Dataset records below:

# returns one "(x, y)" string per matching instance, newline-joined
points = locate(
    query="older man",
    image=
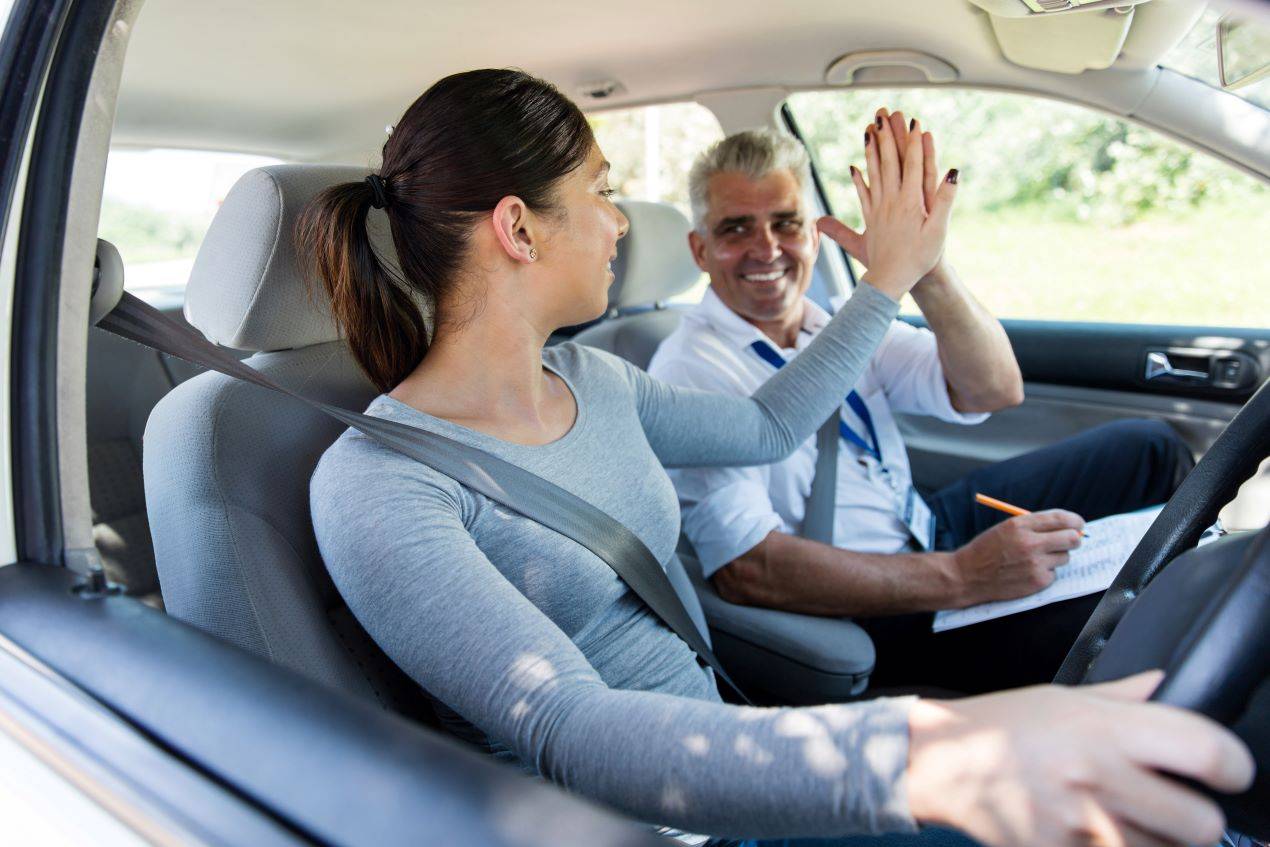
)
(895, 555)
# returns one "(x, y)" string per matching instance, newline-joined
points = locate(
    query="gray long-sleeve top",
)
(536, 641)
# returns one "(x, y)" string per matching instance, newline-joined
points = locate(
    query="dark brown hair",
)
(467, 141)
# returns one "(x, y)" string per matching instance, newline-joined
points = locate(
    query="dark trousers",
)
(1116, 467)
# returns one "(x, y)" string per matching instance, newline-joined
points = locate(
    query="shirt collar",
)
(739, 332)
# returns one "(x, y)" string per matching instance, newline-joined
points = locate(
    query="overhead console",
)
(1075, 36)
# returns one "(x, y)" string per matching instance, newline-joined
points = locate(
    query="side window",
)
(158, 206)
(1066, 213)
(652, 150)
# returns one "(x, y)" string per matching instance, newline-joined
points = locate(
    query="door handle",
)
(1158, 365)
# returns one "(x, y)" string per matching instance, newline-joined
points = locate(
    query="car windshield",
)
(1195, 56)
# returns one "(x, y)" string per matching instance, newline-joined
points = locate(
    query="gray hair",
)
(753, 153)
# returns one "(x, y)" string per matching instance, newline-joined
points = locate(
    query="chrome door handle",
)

End of Dataset records.

### What needs to be done:
Check each line above for the string "dark" and show the ones that have it.

### Output for this exercise:
    query="dark brown hair",
    query="dark trousers",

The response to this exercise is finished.